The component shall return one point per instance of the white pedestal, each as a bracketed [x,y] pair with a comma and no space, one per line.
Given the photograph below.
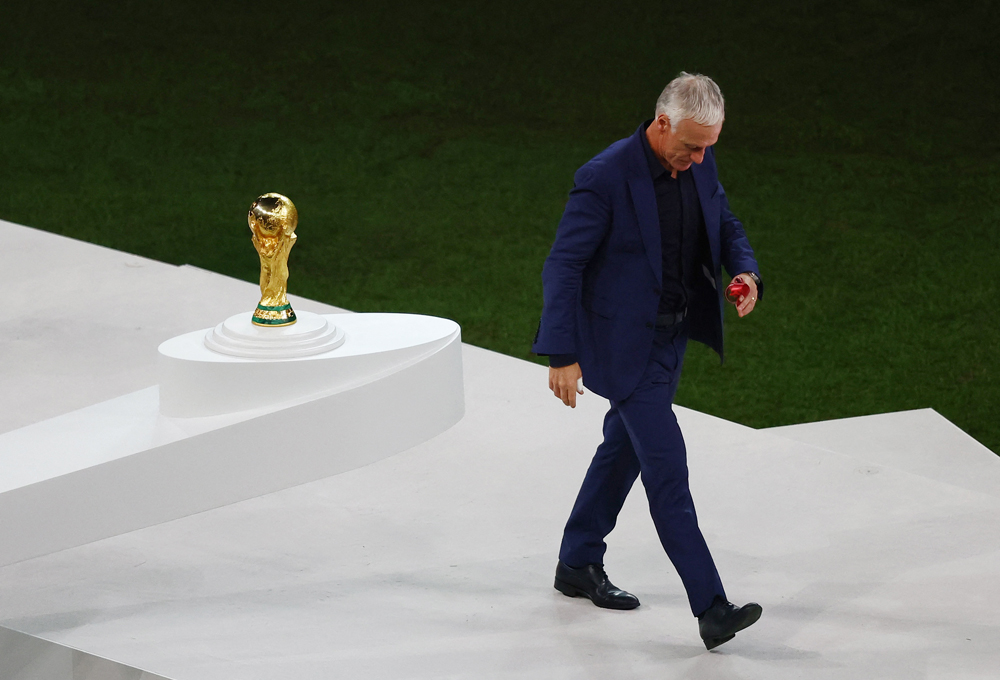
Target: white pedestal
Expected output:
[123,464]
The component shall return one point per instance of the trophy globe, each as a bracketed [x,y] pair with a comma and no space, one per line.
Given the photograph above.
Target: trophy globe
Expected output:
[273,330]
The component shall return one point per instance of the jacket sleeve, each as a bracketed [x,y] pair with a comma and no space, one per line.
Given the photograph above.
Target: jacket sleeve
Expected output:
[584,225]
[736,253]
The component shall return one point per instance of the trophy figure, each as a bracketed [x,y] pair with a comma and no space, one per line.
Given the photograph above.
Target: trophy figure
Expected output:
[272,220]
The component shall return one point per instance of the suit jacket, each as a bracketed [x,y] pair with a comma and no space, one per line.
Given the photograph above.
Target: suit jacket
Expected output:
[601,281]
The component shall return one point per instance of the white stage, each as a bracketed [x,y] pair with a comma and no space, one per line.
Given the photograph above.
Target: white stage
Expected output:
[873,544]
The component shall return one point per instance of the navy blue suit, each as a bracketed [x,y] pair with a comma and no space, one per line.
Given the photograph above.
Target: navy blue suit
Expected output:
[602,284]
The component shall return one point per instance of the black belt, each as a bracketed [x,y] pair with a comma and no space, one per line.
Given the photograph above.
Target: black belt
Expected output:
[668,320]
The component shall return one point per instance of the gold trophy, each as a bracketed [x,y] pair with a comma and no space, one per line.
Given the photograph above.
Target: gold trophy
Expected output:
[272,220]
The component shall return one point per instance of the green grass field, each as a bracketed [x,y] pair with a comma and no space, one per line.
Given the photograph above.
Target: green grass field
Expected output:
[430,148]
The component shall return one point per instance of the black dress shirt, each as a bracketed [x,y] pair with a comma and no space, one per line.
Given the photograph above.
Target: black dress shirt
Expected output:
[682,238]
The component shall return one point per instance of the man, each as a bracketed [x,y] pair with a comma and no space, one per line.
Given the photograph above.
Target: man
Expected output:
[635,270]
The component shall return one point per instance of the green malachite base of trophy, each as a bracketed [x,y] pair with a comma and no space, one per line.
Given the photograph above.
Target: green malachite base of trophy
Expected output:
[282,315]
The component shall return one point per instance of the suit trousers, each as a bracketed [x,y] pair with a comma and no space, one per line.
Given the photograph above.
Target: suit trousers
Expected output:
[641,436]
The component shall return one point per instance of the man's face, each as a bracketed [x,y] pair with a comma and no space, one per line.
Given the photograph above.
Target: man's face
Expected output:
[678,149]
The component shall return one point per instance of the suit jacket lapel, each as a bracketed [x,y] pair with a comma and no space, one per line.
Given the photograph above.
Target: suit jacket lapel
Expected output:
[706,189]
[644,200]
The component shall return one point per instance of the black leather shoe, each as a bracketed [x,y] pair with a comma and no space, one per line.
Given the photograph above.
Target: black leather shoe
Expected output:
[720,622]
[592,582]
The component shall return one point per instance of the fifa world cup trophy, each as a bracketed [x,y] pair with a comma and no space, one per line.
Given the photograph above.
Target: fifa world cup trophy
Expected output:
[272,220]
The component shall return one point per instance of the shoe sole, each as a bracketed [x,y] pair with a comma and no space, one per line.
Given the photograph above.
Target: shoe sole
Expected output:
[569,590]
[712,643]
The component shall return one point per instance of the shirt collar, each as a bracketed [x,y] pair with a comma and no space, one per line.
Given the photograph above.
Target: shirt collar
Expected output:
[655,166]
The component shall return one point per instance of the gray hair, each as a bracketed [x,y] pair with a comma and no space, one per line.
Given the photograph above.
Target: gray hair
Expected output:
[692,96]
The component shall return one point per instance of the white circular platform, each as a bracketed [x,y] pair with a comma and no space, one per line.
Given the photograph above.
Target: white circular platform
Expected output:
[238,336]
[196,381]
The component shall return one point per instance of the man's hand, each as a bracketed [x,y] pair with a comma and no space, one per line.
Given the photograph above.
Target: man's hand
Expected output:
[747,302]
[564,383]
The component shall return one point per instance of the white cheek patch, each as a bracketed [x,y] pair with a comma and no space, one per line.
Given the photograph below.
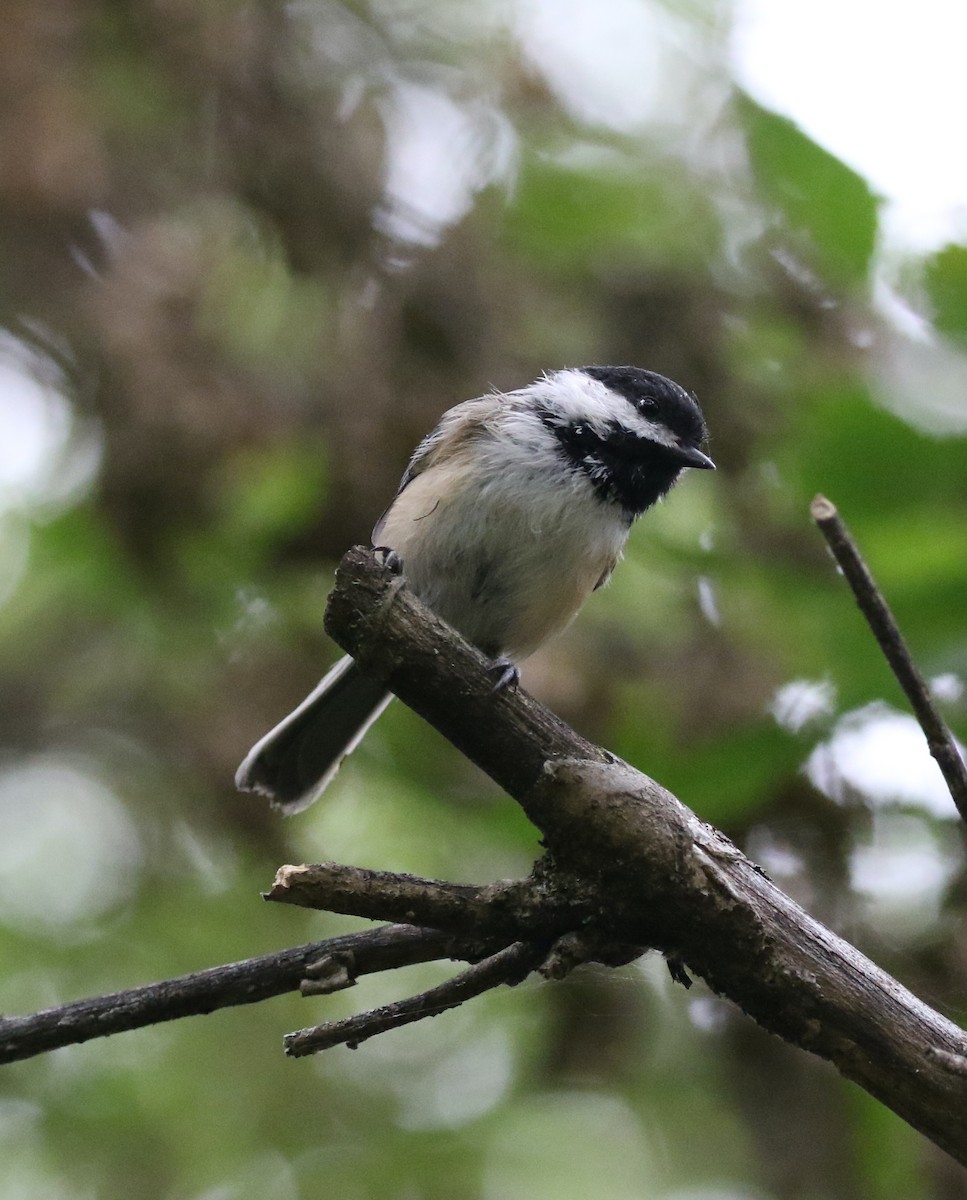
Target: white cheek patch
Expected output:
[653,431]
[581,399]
==
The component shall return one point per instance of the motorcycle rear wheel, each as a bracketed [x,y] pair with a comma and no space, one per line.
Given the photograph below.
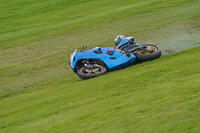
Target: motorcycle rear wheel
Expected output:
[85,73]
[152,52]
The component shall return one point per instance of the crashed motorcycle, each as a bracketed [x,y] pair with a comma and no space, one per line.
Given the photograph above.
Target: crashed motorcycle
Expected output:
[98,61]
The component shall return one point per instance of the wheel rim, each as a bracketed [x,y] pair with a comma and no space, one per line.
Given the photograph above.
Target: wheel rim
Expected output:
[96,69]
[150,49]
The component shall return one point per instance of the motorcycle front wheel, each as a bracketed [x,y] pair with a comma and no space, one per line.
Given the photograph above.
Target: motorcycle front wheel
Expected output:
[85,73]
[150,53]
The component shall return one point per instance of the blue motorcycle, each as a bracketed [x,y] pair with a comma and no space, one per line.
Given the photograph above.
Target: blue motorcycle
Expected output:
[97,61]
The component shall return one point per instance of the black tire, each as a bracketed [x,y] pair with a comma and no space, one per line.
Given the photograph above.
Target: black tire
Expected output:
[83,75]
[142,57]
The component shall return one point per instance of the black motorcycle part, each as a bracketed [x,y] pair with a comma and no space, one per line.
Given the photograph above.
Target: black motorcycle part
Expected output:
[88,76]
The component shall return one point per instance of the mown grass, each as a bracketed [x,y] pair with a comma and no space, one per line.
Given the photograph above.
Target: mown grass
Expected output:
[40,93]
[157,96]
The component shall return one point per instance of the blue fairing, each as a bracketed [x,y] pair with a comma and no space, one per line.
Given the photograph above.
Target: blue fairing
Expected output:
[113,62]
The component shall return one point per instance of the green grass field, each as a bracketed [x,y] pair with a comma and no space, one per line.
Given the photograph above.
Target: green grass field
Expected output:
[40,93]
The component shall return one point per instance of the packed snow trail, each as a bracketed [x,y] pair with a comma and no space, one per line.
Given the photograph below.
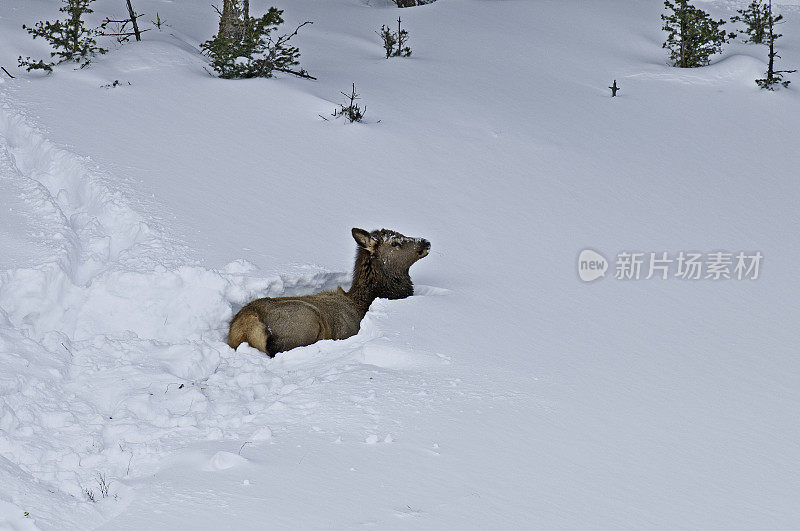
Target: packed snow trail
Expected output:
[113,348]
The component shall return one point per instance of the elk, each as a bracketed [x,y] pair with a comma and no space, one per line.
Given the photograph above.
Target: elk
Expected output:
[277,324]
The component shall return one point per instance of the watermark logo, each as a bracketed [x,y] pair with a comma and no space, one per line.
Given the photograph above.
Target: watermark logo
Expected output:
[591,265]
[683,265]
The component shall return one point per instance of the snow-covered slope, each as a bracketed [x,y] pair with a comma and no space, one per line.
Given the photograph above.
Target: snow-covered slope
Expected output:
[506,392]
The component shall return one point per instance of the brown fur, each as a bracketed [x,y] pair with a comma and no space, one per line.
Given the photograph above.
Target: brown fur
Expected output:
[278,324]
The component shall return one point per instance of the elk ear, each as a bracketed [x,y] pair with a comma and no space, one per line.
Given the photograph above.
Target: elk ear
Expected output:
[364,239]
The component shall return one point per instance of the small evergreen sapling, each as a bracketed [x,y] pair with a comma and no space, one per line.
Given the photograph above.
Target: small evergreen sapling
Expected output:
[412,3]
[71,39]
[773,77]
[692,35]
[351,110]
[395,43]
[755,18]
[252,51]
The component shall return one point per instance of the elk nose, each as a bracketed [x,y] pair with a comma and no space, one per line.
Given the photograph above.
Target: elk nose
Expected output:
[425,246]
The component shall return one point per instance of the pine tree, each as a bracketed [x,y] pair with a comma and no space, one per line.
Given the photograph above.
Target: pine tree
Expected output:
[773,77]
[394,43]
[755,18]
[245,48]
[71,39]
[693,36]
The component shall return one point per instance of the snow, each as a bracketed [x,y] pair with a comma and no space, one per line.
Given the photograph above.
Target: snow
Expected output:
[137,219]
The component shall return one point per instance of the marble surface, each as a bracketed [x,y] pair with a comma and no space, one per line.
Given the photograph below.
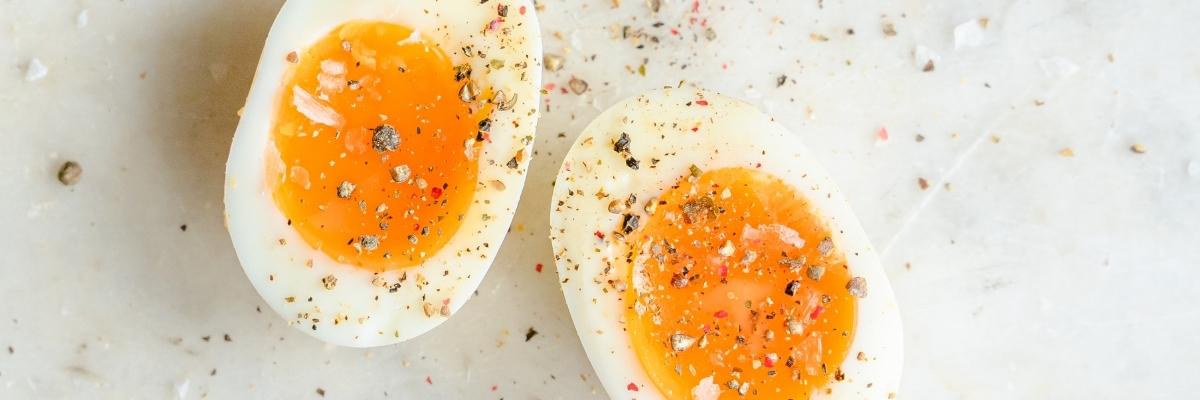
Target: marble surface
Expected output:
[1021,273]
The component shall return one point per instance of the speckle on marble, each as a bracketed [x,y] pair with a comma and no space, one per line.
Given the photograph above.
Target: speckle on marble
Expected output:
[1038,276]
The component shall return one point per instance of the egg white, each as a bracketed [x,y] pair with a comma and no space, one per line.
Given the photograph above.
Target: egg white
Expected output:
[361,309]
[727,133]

> _Objective_
Return each line of the listing above that contains the string "small". Matching is case-sensitive.

> _Result for this task_
The component shall return one point per instance of the small evergreen sapling, each as a bracketed [x,y] pair with a comma and no space, one per line.
Target: small evergreen sapling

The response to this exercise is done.